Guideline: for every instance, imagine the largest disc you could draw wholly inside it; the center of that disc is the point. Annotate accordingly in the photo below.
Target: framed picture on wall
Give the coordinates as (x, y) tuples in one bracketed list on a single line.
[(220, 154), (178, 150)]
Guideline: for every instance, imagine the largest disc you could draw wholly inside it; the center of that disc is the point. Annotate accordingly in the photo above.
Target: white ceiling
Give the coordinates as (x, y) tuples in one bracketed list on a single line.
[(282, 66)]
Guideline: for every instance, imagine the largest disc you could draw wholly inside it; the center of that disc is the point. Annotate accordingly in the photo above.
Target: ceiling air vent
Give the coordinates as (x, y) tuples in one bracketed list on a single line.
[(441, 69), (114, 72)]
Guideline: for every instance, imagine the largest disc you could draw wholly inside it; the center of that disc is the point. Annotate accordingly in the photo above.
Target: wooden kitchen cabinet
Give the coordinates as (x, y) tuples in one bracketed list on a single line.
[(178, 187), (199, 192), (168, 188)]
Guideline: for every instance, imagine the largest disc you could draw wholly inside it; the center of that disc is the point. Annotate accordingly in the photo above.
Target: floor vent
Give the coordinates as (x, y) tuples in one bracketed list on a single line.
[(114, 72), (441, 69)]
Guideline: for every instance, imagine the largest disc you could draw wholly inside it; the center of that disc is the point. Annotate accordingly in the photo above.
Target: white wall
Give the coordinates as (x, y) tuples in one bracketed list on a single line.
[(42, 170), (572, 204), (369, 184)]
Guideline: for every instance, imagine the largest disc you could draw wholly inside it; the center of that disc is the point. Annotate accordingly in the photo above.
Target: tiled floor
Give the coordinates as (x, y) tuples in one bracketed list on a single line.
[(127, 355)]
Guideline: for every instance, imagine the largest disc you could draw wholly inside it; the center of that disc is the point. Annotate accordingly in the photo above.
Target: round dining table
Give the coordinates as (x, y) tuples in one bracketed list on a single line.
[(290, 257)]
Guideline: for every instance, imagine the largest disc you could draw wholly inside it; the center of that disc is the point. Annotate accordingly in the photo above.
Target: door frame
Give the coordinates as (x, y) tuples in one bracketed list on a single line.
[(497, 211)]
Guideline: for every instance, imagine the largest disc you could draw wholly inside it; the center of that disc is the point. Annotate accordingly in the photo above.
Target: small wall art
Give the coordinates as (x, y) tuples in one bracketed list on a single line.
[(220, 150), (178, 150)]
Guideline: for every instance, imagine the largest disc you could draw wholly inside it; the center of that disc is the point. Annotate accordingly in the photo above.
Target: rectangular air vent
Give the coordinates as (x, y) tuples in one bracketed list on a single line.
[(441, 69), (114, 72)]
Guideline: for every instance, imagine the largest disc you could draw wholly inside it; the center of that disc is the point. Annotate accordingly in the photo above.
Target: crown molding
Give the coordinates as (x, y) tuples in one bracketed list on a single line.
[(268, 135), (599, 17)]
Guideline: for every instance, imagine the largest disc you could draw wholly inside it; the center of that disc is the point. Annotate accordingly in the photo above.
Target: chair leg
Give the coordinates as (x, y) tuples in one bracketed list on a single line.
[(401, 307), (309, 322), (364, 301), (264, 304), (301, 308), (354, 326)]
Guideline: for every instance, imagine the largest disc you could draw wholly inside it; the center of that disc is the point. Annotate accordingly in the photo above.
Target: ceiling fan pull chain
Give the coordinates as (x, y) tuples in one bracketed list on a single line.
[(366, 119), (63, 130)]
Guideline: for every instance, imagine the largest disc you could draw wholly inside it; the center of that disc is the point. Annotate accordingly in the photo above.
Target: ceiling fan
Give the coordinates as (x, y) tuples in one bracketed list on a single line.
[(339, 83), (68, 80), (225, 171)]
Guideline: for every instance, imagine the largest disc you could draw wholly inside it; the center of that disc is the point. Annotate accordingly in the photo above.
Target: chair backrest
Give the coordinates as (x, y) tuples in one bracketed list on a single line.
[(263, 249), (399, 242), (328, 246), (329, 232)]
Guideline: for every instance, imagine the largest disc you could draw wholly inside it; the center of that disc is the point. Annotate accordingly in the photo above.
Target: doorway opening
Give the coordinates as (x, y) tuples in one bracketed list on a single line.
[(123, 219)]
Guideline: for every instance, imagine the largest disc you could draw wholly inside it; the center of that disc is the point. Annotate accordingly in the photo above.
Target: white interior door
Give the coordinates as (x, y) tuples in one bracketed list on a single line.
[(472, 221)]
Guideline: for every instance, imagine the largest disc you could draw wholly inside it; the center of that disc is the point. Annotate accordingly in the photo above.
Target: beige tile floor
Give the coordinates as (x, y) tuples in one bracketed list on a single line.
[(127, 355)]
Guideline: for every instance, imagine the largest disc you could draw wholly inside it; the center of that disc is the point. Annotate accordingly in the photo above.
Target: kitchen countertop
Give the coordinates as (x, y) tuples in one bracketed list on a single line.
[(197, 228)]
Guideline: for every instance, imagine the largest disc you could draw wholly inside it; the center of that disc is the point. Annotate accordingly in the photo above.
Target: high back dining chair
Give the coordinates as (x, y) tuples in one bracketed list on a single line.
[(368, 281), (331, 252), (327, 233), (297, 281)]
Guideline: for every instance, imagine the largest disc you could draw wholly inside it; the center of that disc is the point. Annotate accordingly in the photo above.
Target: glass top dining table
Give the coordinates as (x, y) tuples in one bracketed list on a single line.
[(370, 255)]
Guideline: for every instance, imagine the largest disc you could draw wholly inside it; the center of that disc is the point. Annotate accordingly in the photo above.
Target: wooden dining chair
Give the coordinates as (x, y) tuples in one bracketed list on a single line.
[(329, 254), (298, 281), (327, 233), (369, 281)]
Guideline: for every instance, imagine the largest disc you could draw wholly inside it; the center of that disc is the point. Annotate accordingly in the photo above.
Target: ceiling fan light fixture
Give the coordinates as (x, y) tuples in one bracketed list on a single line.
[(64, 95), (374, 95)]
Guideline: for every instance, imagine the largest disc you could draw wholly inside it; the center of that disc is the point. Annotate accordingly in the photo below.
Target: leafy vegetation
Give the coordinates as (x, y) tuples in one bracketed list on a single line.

+---+

Work to do: Copy every line above word for word, keeping their order.

Answer for the task:
Guideline: for every instance, imagine the largest disc you could draw wholly inside it; the center of that disc is the point. Annotate accordingly in the photo below.
Target: framed picture on wall
Give the coordinates as (x, y) tuples in one bracketed list on a single line.
[(220, 154), (178, 150)]
Guideline: for every instance, imagine the largest disc you could draw wholly inside it; the center of that disc is the point. Annotate accordingly in the photo above.
Target: white ceiling
Give the coordinates as (x, y) tuples in one bracketed list on a single line.
[(282, 66)]
Guideline: for every instance, imagine the largest disc you could draw wholly inside it; the center of that disc is the point. Annotate accordingly in the photo above.
Target: ceiling air vent
Give the coordinates as (x, y) tuples in one bracketed list on a single line.
[(441, 69), (114, 72)]
Guideline: for every instance, imagine the largest disc you could draw wholly inside it; the center of that disc is the point. Annotate accordingly in the photo above.
Target: wooden kitchen cabinet
Give the coordinates as (x, y) tuples in one bracketed list on a single line.
[(178, 187), (199, 192), (168, 188)]
Guideline: for every instance, imagine the largest disc you could draw wholly inside it; the center of that disc is the point. Annotate accordingly in the photo above.
Target: floor vent
Give the coordinates as (x, y) tuples in one bracketed list on a single line.
[(114, 72), (441, 69)]
Guideline: for every instance, imagine the largest disc you could draw wholly inside it; the center of that disc is the point. Annotate accordingly in the photo above.
Target: white wall
Give the coordinates as (x, y) tuples in one bracketed list on a single line.
[(42, 170), (572, 204), (369, 184)]
Guideline: for every instance, imagine the largest disc you could draw wholly inside it; the center of that disc is the point. Annotate accordingly in the photo above.
Target: tiled floor
Give the coordinates as (x, y) tuples in one bracketed list on a single line.
[(127, 355)]
Guideline: for every instance, imagine the largest disc you could draw wholly inside it; the center of that disc is the point. Annotate accordingly in the photo above.
Target: round dining table
Give the coordinates as (x, y) tuples in one bracketed list on a single line.
[(290, 257)]
Guideline: for every instance, imagine the largest disc you could draw wholly inside it; the center of that disc is the point. Annotate accordingly in the photo above.
Target: door frame
Give the coordinates as (x, y) tuples in one bracketed list on a single line.
[(497, 211)]
Guideline: for every instance, imagine the largest disc you could draw wholly inside it; the center of that disc is the point. Annotate accordingly in the photo above.
Target: small wall art
Give the coordinates as (x, y) tuples in one bracketed list on a single line.
[(220, 150), (178, 150)]
Guideline: for every instance, imagine the largest disc you could draw wholly inside it; the center of that disc is the point. Annotate accordingly in the photo above.
Target: rectangular air vent
Give the coordinates as (x, y) tuples in one bracketed list on a single line.
[(441, 69), (114, 72)]
Guideline: for every instance, imagine the largest disc you could draw wholly inside it; the center of that disc is the point. Annotate accordingly in the photo above.
Target: crown molding
Give the coordinates as (x, y) tuples in one bracketed list on a single line.
[(268, 135), (599, 17)]
Guideline: for every instance, imagine the largest disc you could draw wholly inside it; the center of that disc is the point. Annotate accordingly in the photo above.
Target: chair leg
Give the coordinates as (x, y) tuples in one bracketed list on a single line.
[(401, 307), (309, 322), (364, 301), (264, 304), (301, 308), (354, 326)]
Guideline: for every instance, imagine the largest disc you could draw wholly inside it; the center of that disc is the point. Annotate accordingly in the photo above.
Target: ceiling fan pull chain
Give the coordinates as (x, y) tuples in one bracketed list on a single line.
[(366, 119), (63, 130)]
Guideline: for every instance, imagine the largest disc you could draw wholly inside it; the center of that disc is the point. Annotate accordingly in the photo above.
Target: ceiling fan
Give the coordinates as (x, y) tuples in one bracketed list on a single line.
[(339, 83), (68, 80), (225, 171)]
Guideline: for every instance, imagine the largest disc you could draw wholly inside it; the center of that disc is the point. Annotate accordingly in the photo above.
Target: chair backrest
Give the coordinates as (x, y) tuples in one bracketed list on a single line.
[(263, 249), (399, 242), (328, 246), (329, 232)]
Guideline: for every instance, imagine the largest disc you could draw wholly inside it; the center of that disc is the point. Annotate accordingly in the photo above.
Target: doorway opening
Give the coordinates as (x, y) tuples in one bracketed list on a single line.
[(123, 219)]
Guideline: for every instance, imagine the largest disc you could draw wholly inside it; the center of that disc is the point. Annotate accordingly in the photo above.
Target: white interior door
Give the coordinates as (x, y) tuples in one bracketed list on a single line.
[(472, 221)]
Guideline: for every instance, imagine the largest disc you could draw wholly inside it; the center of that disc is the point. Annotate accordingly in the photo above.
Target: beige tile floor
Give the coordinates as (x, y) tuples in one bracketed list on a single line.
[(127, 355)]
Guideline: for every instance, imagine the largest disc you could draw wholly inside it; the center of that disc is the point. Annotate accordingly in the photo above.
Target: kitchen countertop
Give the coordinates as (x, y) tuples in one bracketed list on a single line.
[(197, 228)]
Guideline: for every instance, imagine the largest disc you could draw wholly inside it; the center of that disc is the point. Annotate accordingly in the photo above.
Target: high back dining chair
Give the coordinates as (x, y) tuples in one bracketed list on a single line.
[(368, 281), (331, 252), (327, 233), (297, 281)]
Guideline: for every instance, imagine the largest disc you could draw wholly inside it; the center of that disc is the point. Annotate accordingly in the photo above.
Target: glass top dining table
Give the coordinates as (x, y) tuples in one bracketed list on a single line.
[(370, 255)]
Guideline: for every instance, imagine the largest disc you could draw wholly inside it; the center of that disc is the point. Annotate accordingly in the photo above.
Target: wooden dining chair
Give the coordinates as (x, y) tuples in one bracketed list on a single line.
[(329, 254), (298, 281), (327, 233), (369, 281)]
Guideline: for every instance, imagine the largest disc you could draw wholly inside it; the center of that disc is the point. Annotate accordingly in the photo above.
Target: ceiling fan light fixture
Give the coordinates as (x, y) tuples in one bracketed list on a single line.
[(64, 95), (374, 95)]
Guideline: for every instance, imagine the largest disc you could draw wholly inside it; the center of that disc is the point. Annotate accordingly in the photo below.
Target: leafy vegetation
Give the coordinates as (x, y) tuples in one bracketed list on a single line.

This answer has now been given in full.